• **What is expected**:
Transcribe the data that follows, exactly and in full.

Saved data entries:
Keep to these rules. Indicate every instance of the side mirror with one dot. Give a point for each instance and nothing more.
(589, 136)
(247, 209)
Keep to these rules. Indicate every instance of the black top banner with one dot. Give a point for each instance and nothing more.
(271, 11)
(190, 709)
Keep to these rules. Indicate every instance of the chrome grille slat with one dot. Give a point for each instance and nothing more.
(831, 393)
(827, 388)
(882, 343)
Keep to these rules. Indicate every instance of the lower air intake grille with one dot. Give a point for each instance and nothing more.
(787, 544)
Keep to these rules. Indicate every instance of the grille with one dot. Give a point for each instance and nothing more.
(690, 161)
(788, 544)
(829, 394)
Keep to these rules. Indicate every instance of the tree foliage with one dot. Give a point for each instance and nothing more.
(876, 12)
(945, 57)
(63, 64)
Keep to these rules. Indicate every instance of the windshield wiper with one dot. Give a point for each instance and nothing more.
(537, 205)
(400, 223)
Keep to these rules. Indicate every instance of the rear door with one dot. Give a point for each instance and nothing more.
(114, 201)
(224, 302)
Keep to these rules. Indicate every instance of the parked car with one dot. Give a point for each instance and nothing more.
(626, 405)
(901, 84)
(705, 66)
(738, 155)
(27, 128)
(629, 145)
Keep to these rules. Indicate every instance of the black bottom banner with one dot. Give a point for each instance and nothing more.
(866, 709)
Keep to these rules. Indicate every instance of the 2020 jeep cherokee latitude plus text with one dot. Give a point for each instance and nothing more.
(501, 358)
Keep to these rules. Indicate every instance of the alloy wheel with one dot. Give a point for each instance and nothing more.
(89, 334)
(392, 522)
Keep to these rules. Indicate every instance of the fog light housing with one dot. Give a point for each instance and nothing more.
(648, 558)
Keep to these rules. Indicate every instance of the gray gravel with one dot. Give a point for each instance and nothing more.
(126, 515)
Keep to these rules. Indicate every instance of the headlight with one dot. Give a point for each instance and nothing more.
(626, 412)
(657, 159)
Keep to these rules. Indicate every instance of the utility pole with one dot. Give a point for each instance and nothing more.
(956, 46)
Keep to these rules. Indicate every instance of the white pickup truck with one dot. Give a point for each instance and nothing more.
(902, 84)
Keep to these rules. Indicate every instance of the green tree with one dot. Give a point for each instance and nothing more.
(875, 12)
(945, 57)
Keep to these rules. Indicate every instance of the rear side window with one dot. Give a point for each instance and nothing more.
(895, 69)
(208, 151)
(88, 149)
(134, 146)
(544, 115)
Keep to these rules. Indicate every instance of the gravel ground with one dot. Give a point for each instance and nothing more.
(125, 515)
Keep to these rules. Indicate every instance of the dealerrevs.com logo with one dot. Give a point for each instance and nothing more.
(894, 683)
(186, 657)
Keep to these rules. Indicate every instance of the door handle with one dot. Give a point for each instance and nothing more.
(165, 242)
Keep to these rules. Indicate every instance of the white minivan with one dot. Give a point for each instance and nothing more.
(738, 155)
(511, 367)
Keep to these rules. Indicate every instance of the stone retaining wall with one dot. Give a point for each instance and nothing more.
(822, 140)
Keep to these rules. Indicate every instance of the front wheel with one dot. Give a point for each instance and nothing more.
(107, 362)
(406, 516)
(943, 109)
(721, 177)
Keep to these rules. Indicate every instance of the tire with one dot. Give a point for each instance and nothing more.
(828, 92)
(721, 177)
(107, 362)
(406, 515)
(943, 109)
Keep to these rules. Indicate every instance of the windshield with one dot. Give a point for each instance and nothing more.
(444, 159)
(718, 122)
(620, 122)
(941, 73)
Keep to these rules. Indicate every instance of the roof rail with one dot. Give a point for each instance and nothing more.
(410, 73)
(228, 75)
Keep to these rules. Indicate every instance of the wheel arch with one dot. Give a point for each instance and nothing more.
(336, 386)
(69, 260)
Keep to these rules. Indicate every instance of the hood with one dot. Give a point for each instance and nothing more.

• **Completed task**:
Keep to these rules. Indicate every instance of the side mirror with one dot. Give a point for each instance and nothing more.
(589, 136)
(247, 209)
Keep to these rules. Indicate every instance of the black top banner with one dot. Give a point for each instance and nothing more.
(271, 11)
(190, 709)
Keep to these rules. Indicate every instance of the chrome grille slat with one dot. Give a point for each instance and nothing more.
(831, 393)
(827, 388)
(882, 343)
Keep to these rules. Indicate every instance of the lower air intake grille with one dot. Give a point for each instance and nothing more.
(787, 544)
Keep to these rules. Indicate every instance of the grille with one dot. Give a point for each instance and nothing more.
(690, 161)
(788, 544)
(829, 394)
Keep to these rules. Indicate every instance of the tree foliage with one dot. Give a point for each instance and nothing more.
(876, 12)
(945, 57)
(63, 64)
Keep to these rules. Indicate every instance of the windshield wiper with one dot. Give a point for each instance and nothing more.
(537, 205)
(400, 223)
Keep to these rules. Indicate every instance of the rear door with one dot. Give a point for each instance and nothing more.
(114, 201)
(224, 302)
Keep to these rules. Indicate every instance of the parked car with one dot. Give a point for each instance and nothing more.
(626, 405)
(901, 84)
(705, 66)
(738, 155)
(27, 128)
(629, 145)
Keep to these rules. Indicate every instance of the black bottom banner with one dot. Give a point for each instance and nothing more.
(866, 709)
Keep to these rules. Indicate every instance of the 2020 jeep cherokee latitude plus text with one dot. Give a point for each instance and nothing more.
(501, 358)
Keep to these rules. Indicate every instance of the alloy wheel with one dot. Give a point for each instance and nothing more.
(89, 334)
(392, 522)
Keep to these rules. Indicate every instance of the fog light housing with one dot. Give a point for each instance and nothing more.
(648, 558)
Keep to these rules. Indicate every instance of the gray gravel with one dot. Give a point for each instance and nothing more.
(126, 515)
Keep to these rules. Indicate every instance of the headlight with one dot. Give a point for each instance and nothing more.
(626, 412)
(657, 159)
Keep to these rules. Indicate every instance of the utility pole with one dot. Give a point for each instance and nothing more.
(956, 46)
Keep to these rules. Indicate every instance of the white pickup truck with one dot. Give a point for each instance and nothing more.
(902, 84)
Keep to these rules. Indicate every instance of the green tree with one dot. Give a point for each instance and nothing more.
(875, 12)
(945, 57)
Keep to these rules. Indicate every instance of the rear side window with one dot. Give a point for each instance and nothing more.
(895, 69)
(208, 151)
(88, 149)
(134, 146)
(544, 115)
Keep to these rules. Indicate every instance of the gravel ground with one dot. Give a point for each instance and nothing more.
(125, 515)
Keep to these rules. Indicate every instance of the dealerrevs.com logo with one dot. Give a point for each instance and nothing more.
(894, 683)
(186, 657)
Keep to these rules. Indicate every instance of the door handle with one dot. Give a point for each instance and nothing more.
(165, 242)
Keep to these rules. Indicate every instance of the white minivan with one dot. Give a point for each instance and nothing more.
(738, 155)
(511, 367)
Keep to these rules. Indicate every instance of the stone retaining wall with one dot. Give a point for each instance and nothing more.
(822, 140)
Keep to these rules. Indicate every instance of the front wheel with one dot. Give a point for each instance and nothing more.
(107, 362)
(406, 516)
(943, 109)
(721, 177)
Keep to these rules. Indicate every instance of the tire with one dot. Give a point for each instance and nothing more.
(828, 92)
(721, 177)
(107, 362)
(406, 515)
(943, 109)
Keep to these rules. Indicate every instance of the windshield with one dot. Give a point for each instance and nothing more.
(444, 159)
(718, 122)
(620, 122)
(941, 73)
Keep to these rules. Indicate every instance of the roof rail with one dot. Give a point for each instance and nothing more.
(410, 73)
(228, 75)
Keep to these rules. Indicate every instance of the wheel arch with one dot. Give a point for each instance and nothing more.
(336, 386)
(69, 260)
Keep to these rules. Indicate every instance of the hood with one dot. Give a point for each instance and nothing more.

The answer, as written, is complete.